━━ Supplied data
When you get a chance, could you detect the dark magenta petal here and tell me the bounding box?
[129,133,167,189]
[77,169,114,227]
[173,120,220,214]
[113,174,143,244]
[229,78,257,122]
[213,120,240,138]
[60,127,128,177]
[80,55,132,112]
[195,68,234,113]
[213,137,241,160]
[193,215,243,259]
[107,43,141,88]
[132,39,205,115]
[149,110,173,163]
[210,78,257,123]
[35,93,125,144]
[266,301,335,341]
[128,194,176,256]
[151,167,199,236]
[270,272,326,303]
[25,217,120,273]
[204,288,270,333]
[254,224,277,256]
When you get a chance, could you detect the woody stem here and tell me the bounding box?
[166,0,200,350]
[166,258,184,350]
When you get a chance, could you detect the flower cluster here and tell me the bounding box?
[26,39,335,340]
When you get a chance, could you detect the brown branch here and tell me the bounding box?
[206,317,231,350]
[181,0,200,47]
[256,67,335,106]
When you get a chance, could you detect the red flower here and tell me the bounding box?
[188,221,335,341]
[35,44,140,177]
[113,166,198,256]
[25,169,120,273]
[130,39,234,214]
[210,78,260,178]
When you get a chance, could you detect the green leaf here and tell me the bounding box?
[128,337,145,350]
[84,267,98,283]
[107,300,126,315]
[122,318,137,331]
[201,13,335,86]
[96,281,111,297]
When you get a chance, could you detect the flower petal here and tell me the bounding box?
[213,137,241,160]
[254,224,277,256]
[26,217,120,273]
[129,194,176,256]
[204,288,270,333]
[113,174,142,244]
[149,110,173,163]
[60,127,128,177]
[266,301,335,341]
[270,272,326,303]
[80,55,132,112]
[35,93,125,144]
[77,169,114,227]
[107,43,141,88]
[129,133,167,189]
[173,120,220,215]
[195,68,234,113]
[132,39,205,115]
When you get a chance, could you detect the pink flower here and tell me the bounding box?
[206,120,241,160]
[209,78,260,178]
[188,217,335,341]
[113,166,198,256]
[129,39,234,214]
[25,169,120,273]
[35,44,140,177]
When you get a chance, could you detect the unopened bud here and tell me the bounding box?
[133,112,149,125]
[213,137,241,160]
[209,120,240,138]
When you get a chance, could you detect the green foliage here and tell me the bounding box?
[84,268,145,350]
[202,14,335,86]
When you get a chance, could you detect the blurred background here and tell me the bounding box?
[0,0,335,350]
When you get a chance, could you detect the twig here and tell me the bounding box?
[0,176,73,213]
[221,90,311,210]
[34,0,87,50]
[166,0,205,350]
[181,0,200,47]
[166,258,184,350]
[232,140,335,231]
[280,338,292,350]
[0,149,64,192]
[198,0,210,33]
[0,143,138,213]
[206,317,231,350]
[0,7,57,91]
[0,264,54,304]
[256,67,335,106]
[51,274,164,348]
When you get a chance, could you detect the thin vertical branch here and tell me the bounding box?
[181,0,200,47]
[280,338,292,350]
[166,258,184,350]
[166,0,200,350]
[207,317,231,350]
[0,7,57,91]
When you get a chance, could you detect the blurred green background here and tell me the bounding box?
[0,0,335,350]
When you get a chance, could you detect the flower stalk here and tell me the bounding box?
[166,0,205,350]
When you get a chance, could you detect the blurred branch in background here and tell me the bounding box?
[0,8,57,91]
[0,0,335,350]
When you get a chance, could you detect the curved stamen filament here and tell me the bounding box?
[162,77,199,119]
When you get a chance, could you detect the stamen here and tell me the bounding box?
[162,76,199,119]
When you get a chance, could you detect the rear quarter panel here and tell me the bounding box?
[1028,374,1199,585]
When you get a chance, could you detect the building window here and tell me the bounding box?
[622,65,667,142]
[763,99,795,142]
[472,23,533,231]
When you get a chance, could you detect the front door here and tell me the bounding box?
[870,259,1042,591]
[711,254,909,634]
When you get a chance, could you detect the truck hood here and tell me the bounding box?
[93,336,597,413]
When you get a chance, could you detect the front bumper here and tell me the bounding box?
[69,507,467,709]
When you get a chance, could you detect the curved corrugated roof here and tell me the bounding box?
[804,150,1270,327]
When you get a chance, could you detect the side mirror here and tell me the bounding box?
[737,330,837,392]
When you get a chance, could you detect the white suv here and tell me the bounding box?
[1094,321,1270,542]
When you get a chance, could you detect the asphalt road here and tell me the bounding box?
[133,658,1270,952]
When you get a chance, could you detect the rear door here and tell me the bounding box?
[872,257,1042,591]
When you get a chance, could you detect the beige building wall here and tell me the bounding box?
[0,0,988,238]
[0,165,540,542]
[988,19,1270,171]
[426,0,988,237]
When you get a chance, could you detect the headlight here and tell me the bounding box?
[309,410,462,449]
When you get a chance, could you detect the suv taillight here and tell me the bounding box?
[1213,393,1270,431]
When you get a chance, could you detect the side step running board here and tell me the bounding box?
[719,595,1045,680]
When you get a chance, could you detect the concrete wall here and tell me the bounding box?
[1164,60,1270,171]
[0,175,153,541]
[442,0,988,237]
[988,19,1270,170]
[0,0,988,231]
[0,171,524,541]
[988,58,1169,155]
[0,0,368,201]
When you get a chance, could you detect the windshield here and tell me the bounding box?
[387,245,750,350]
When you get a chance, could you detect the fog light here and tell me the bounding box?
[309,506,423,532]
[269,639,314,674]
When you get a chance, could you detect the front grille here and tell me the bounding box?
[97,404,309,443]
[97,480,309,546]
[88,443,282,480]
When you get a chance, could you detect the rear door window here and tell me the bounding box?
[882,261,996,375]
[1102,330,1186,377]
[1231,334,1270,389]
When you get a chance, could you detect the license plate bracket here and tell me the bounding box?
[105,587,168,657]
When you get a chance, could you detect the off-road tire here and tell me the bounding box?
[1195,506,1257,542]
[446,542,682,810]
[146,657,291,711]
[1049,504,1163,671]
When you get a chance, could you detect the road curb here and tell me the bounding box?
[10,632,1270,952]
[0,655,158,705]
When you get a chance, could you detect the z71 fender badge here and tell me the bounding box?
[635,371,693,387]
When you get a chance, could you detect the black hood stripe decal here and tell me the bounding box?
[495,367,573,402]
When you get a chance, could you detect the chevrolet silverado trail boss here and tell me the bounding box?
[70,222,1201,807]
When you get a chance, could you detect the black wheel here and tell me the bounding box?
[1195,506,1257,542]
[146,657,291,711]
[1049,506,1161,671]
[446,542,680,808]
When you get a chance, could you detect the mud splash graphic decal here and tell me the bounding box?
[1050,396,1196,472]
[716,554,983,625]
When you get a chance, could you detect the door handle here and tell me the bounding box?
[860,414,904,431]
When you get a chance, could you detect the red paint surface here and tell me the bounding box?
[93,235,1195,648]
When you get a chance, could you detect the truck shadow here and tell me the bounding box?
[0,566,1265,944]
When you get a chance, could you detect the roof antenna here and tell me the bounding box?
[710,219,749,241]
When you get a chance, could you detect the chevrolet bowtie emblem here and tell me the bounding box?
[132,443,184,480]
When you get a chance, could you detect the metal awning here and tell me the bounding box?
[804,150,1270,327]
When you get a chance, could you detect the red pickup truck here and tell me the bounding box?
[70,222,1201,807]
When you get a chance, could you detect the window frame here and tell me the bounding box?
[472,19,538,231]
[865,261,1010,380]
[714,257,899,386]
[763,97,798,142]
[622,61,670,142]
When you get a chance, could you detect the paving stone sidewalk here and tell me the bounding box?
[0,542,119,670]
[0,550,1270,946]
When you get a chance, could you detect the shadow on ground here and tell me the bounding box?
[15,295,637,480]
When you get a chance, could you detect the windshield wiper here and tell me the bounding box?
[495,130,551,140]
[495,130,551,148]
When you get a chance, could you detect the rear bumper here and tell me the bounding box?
━━━━
* Exercise prompt
Copy every line of the material above verbatim, with nothing altered or left out.

* Answer to the task
When you get a chance, could you detect the dark magenta petal here and tell me the bounding box?
[129,133,167,189]
[77,169,114,227]
[173,120,220,214]
[113,174,143,244]
[229,78,257,122]
[213,120,240,138]
[60,127,128,177]
[80,55,132,112]
[195,68,234,113]
[213,137,241,160]
[193,215,243,259]
[107,43,141,88]
[132,39,205,115]
[149,110,173,163]
[210,78,257,123]
[35,93,125,144]
[266,301,335,341]
[128,194,176,256]
[151,167,199,236]
[270,272,326,303]
[25,217,120,273]
[204,288,270,333]
[254,224,277,256]
When you get a chance, could you detect the woody stem here and tell me the bounding box?
[166,0,200,350]
[166,258,184,350]
When you get a chance, could you detect the flower cluster here and tell me the bounding box?
[26,39,335,340]
When you get a chance, could you detect the brown branch here and tell me the bounding box?
[206,317,231,350]
[181,0,200,47]
[256,67,335,106]
When you get a chance, could you detect the red flower here and tell me the bounding box?
[188,221,335,341]
[35,44,140,177]
[113,166,198,256]
[25,169,120,273]
[130,39,234,214]
[210,78,260,178]
When you get a chance, could you detect the green leaf here and tell me the bounding box?
[128,337,145,350]
[84,267,98,283]
[107,300,126,315]
[122,318,137,331]
[201,13,335,86]
[96,281,111,297]
When you get a chance, could you detect the flower petal here and tell me the bounding box?
[213,137,241,160]
[254,224,277,256]
[26,217,120,273]
[129,194,176,256]
[204,288,270,333]
[113,174,142,244]
[149,110,173,163]
[60,127,128,177]
[266,301,335,341]
[270,272,326,303]
[80,55,132,112]
[35,93,125,144]
[77,169,114,227]
[107,43,141,88]
[129,133,167,189]
[173,120,220,215]
[195,68,234,113]
[132,39,205,115]
When you get a chance, could you detect the pink flower here and tell me the bounding box?
[206,120,241,160]
[209,78,260,178]
[188,217,335,341]
[113,166,198,256]
[129,39,234,214]
[25,169,120,273]
[35,44,140,177]
When you get a chance, could you detect the unopened bud here and tell me the bounding box?
[133,112,149,125]
[213,137,241,160]
[209,120,240,138]
When you get a chance, could you detect the green foliage here and tell me the bounding box?
[84,268,145,350]
[202,14,335,86]
When you get a chance, could you detect the blurred background here and tell me the bounding box?
[0,0,335,350]
When you get a chance, could you detect the twig here and tell me the bounding box?
[0,176,73,213]
[221,90,311,210]
[34,0,87,50]
[166,0,205,350]
[181,0,200,47]
[166,258,184,350]
[232,140,335,231]
[280,338,292,350]
[0,149,64,192]
[198,0,210,33]
[0,143,138,213]
[206,317,231,350]
[0,7,57,91]
[0,264,54,304]
[256,67,335,106]
[51,274,164,348]
When you get a chance, could you detect the thin vertical branch here and tell me the bounding box?
[181,0,200,47]
[280,338,292,350]
[166,258,184,350]
[166,0,200,350]
[207,317,231,350]
[0,7,57,91]
When you get a chance, could you detect the blurred green background here and tell me the bounding box?
[0,0,335,350]
When you get a chance, could you detect the flower stalk here and tell me the bounding box?
[166,0,205,350]
When you get a chance, could you detect the blurred branch in background here and tell me the bounding box?
[0,8,57,91]
[0,0,335,350]
When you get a chance, could you detect the curved stamen filament here and tell me the bounding box?
[162,77,199,119]
When you get a chance, could you detect the stamen here and tell me the bounding box?
[162,76,199,119]
When you get a chance, could you detect the rear quarter panel here and tell me the bounding box?
[1028,374,1199,585]
When you get a chance, could you detect the building window here and tell me the bounding box?
[622,65,667,142]
[763,99,795,142]
[472,23,533,231]
When you get a chance, could you detect the front door here and tell me the bounding box?
[870,259,1042,591]
[711,254,909,634]
When you get a chance, could you detect the truck hood here and tell me the bounding box?
[93,336,597,413]
When you get a chance, could you detect the front bumper here and tell me the bounding box?
[69,507,467,709]
When you get a chance, could you detect the curved corrugated roof here and tell me the bounding box?
[804,150,1270,327]
When you get a chance, could you detect the side mirror here and tell me the bounding box?
[737,330,837,392]
When you get a chance, could you detect the white suv here and tell me the bounding box?
[1094,321,1270,542]
When you get a chance, could you detect the asphalt road here and tell me the bounding box?
[133,658,1270,952]
When you get a chance, could you detect the rear door here and tell me the bounding box?
[872,257,1042,591]
When you get a chance, could you detect the beige building wall here and tell me the bounding box?
[0,0,988,238]
[0,165,540,542]
[988,19,1270,171]
[426,0,988,237]
When you get a chance, could you detect the headlight here and tell me the bounding box?
[309,410,462,449]
When you get a chance, could you detect the suv taillight here and tell me the bounding box?
[1213,393,1270,431]
When you get a chance, could you detect the side step running board here and tell me the bounding box?
[719,595,1045,680]
When you get a chance, could you detect the concrete wall here and tell me the bounding box?
[1164,60,1270,171]
[0,175,153,541]
[442,0,988,237]
[988,19,1270,170]
[0,0,988,231]
[0,171,524,541]
[988,58,1169,155]
[0,0,368,201]
When you get a chance, could you detect the windshield here and tell me the bounding box?
[387,245,750,350]
When you get a chance, could you detect the fog light here and tell me the bounding box?
[309,506,423,532]
[269,639,314,674]
When you get a chance, could you detect the front grille here and tell me the bounding box?
[97,404,309,443]
[97,480,309,546]
[88,443,282,480]
When you get a chance, could you detect the rear door window here and tell me the bounding box?
[882,261,996,375]
[1102,330,1186,377]
[1231,334,1270,389]
When you get a chance, could you detect the license plate bracket here and tell me the bounding box?
[105,587,168,657]
When you get a chance, could you detect the off-road tire here and tell me the bounding box?
[1195,506,1257,542]
[446,542,682,810]
[146,657,291,711]
[1049,504,1163,671]
When you get a chance, could you detect the road curb here and tell me the bounding box?
[10,632,1270,952]
[0,655,158,705]
When you get a chance, could you detect the z71 fender badge here and tell me the bounding box?
[635,371,693,387]
When you get a chance, could you detect the black hood stripe decal here and tell me the bounding box?
[495,367,573,402]
When you get a chance, could you detect the chevrolet silverado trail boss here and tell me the bounding box?
[70,222,1201,807]
When you get a chance, could you detect the black wheel here and tell me the bounding box?
[1195,506,1257,542]
[146,657,291,711]
[1049,506,1161,671]
[446,542,680,808]
When you get a chance, could you detect the mud splash graphic decal here and tell me the bounding box?
[1050,396,1196,472]
[716,554,983,625]
When you get a chance, could you detect the door handle here and tell me the bounding box?
[860,414,904,431]
When you get a chance, could you detect the red paint surface here and tell me the bounding box?
[93,235,1195,648]
When you get a chance, could you detect the truck shadow here and tell me the bounding box?
[0,566,1265,944]
When you get a chance, could you detect the roof antenna here and tell me the bounding box?
[710,219,749,241]
When you get a chance, could you detect the chevrolet bowtie emblem here and tell me the bounding box?
[132,443,184,480]
When you get a chance, could you detect the metal awning here and tell me the bounding box?
[804,150,1270,327]
When you get a chance, could you detect the red pickup truck here and tell me the bounding box?
[70,222,1201,807]
When you get a chance, could you detect the window frame here and tell me the bounding box?
[472,19,538,231]
[865,261,1010,380]
[714,257,899,386]
[763,97,798,142]
[622,61,670,142]
When you get a chance, could you detect the paving stone sidewalk here and tell me the bounding box?
[0,542,119,670]
[0,550,1270,946]
When you get a chance, could you detect the shadow on ground here and tell me the bounding box?
[15,295,637,480]
When you get a chance, could you detect the windshield wiper here and tell me the bounding box?
[495,130,551,140]
[495,130,551,148]
When you get a chance, could you detect the rear bumper here and tell me the bounding box?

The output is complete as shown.